··· DOCUMENT PASSAGE
Belief and Dogma in These Times

An small anecdote. An eminent conservative traditionalist scholar of Islam from a certain country tweeted about their country’s mosques re: the coronavirus pandemic. In it, he stated that those coming to prayer must have gloves, a rug of their own, must not shake hands, and that it is not necessary to line up shoulder-to-shoulder. I glanced down and saw a reply:

May Allah reward you well…would you kindly provide evidence that “the worshipers do not have to line up and do not converge” in this case?

In this new era, where everyone will have to adapt in order to protect each other, someone is asking for evidence. Is there a precedent, I imagine a hadith, that is attributed to the Prophet Muhammad that confirms this change in the prayer in extraordinary circumstances?

Here is an example, one but not unique, of the line of thinking that leads to dogmatic (and perhaps fatalistic) religious worldviews that secular people rightly cannot understand. I’m sure this person was being sincere, so maybe I’m making a mountain out of a mole hill. And I do not mean to paint with such a broad brush, but it is a sample of the conversations and experiences I’ve also experience in Muslim communities. I see this and worry a bit. Do we need evidence to keep our distance in practicing our faith without the worry or threat of contagion, endangering not just the men standing next to you but their families and anyone they come into contact with as well?

Belief doesn’t need to rely on looking back to old world thinking or an over-reliance on others. For me (because I always only speak for myself) it is an opening up to possibilities beyond the material and should aid in our progress towards an appropriate mission, caring for the material and spiritual needs of all creation. It brings confirmation that the human journey is much longer and deeper than what we experience it, not as some deviation from a more pious past.

Another anecdote. A different scholar, American, but no less traditionalist, tweeted regarding mosque closures in other countries. This is in response to someone sharing a link about why UK mosques have remained open:

In other times, it’s an amusement at best or a nuisance at worst to see ill-trained students from madrasahs try to flex their literalist muscles against critical thinking and common sense. Right now, this attitude will inevitably cause deaths and cannot be tolerated. Avoid socializing!

More rational, yet quite a few pushed back on and felt scholars and their institutions were being attacked.

This is why I haven’t chosen to ‘self-quarantine’ myself away from the orthodoxy. This is why I have to look more closely and critically into the history, the power relations, the primary and spurious secondary sources of my adopted belief system much more than following personalities, also swayed by their education, yes, but by their own histories, reactions, and opinions to the times.

And this is what belief brings me. It brings me some sense of serenity (some, I say) to prepare for the oncoming of what the troika of crises (coronavirus, climate, capitalism) will bring about. It is spiritually lonely, I admit. But it squares with my reality much more than arguing about mosque closures. Talk to some Muslim women who have been boxed out of the mosque explicitly or otherwise for their entire lives and pray at home.
······
··· SUPPLIED RECORDS
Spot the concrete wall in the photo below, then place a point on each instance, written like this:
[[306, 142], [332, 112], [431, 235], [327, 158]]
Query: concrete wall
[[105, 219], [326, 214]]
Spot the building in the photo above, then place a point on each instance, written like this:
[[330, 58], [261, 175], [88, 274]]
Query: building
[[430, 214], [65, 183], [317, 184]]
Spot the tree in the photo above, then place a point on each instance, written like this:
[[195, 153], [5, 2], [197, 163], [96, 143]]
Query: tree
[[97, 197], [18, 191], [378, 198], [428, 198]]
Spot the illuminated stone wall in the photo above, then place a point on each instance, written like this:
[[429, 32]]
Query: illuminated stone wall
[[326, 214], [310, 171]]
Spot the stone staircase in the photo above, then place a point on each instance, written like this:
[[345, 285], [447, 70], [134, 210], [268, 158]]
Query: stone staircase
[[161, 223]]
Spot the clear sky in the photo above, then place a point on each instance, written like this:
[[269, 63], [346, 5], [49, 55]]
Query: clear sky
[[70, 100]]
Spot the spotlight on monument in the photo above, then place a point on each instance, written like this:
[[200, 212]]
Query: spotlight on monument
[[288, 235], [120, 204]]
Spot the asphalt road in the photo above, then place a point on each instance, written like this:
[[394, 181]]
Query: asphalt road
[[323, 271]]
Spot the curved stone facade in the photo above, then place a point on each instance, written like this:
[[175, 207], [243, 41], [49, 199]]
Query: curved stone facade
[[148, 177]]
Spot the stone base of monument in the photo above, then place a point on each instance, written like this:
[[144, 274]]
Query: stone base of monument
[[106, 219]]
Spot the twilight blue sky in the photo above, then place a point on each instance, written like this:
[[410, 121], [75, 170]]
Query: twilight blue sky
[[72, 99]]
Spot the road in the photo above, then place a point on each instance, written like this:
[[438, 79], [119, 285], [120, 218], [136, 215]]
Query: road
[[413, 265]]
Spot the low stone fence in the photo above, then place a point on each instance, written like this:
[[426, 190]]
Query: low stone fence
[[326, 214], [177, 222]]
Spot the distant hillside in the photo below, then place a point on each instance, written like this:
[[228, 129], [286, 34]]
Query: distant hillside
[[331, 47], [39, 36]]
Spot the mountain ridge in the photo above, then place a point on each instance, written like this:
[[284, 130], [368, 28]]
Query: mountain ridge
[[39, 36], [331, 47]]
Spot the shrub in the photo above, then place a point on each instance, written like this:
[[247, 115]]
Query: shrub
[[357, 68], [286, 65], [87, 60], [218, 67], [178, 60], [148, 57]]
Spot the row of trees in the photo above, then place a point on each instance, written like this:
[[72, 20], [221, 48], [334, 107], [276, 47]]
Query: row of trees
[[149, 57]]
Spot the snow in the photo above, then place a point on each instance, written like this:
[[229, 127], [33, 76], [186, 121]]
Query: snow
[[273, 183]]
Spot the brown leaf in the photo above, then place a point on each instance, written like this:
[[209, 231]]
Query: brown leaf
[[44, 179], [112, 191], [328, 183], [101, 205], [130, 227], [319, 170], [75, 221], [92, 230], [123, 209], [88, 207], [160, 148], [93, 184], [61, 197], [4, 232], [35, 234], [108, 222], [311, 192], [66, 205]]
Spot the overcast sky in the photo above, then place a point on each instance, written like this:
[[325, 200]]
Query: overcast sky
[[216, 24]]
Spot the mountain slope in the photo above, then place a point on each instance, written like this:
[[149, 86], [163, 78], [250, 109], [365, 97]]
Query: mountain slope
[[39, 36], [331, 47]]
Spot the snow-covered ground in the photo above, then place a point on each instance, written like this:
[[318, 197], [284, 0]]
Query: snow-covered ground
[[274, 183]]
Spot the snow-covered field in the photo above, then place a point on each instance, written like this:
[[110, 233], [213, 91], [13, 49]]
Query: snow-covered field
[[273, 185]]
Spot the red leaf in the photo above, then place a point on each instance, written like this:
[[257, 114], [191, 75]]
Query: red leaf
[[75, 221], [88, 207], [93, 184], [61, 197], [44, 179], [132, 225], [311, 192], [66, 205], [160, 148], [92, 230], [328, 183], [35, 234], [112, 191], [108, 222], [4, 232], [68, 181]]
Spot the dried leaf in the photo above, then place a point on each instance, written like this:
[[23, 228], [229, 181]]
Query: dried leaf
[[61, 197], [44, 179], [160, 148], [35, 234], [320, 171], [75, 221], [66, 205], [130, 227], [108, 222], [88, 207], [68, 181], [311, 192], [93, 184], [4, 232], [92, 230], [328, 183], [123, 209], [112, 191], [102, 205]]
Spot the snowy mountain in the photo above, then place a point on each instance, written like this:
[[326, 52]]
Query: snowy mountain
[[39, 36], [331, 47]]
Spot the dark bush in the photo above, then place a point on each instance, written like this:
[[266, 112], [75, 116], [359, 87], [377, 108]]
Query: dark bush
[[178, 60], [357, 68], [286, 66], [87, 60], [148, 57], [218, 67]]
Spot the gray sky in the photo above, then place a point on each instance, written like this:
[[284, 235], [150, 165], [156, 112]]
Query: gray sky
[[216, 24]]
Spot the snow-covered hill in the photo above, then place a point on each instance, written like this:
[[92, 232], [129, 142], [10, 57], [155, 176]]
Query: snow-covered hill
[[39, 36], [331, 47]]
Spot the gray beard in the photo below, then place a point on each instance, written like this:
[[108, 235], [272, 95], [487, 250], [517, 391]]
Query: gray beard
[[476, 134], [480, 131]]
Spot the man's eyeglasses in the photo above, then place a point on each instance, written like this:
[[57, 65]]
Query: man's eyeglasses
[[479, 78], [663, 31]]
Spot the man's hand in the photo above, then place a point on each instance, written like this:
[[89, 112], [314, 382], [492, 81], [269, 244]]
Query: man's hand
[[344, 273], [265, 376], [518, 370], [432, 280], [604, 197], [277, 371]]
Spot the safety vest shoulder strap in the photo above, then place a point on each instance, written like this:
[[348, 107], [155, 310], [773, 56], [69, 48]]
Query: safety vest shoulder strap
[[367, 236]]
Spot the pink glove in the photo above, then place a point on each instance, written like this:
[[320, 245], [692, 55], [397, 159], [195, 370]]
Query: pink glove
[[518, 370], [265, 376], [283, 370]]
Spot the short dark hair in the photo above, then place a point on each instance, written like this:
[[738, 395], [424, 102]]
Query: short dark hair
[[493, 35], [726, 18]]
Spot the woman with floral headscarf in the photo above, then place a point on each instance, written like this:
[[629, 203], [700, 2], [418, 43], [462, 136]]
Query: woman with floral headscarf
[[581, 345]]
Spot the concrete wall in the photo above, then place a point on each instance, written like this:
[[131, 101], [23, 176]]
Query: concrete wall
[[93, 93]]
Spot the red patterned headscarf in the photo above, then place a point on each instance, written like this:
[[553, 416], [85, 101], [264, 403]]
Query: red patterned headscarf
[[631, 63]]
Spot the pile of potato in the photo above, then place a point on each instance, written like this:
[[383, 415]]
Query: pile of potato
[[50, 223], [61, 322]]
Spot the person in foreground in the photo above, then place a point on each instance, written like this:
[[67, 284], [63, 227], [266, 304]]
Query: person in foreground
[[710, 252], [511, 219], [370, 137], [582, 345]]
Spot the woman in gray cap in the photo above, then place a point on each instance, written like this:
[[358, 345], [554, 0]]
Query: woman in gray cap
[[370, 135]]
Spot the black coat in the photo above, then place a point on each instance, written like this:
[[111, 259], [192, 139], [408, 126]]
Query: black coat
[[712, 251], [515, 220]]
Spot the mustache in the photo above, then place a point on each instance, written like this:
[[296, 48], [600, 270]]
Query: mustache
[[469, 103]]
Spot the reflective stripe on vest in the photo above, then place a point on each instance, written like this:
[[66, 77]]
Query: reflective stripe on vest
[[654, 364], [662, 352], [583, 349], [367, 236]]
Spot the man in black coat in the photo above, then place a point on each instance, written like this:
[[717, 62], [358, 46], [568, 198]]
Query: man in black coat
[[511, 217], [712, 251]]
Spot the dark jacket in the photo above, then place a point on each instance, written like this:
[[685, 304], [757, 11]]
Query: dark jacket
······
EXERCISE SET:
1) Answer these about the essay on belief and dogma:
(a) According to the first scholar's tweet, what is not necessary for those coming to prayer?
(b) What three crises make up the "troika of crises"?
(c) What was the link shared with the second scholar about?
2) Please reproduce the passage of the essay on belief and dogma starting at "Belief doesn’t need" and ending at "more pious past.".
The rows come from a separate source.

SOLUTIONS TO THE TASKS:
1)
(a) Lining up shoulder-to-shoulder.
(b) Coronavirus, climate, and capitalism.
(c) Why UK mosques have remained open.

2)
Belief doesn’t need to rely on looking back to old world thinking or an over-reliance on others. For me (because I always only speak for myself) it is an opening up to possibilities beyond the material and should aid in our progress towards an appropriate mission, caring for the material and spiritual needs of all creation. It brings confirmation that the human journey is much longer and deeper than what we experience it, not as some deviation from a more pious past.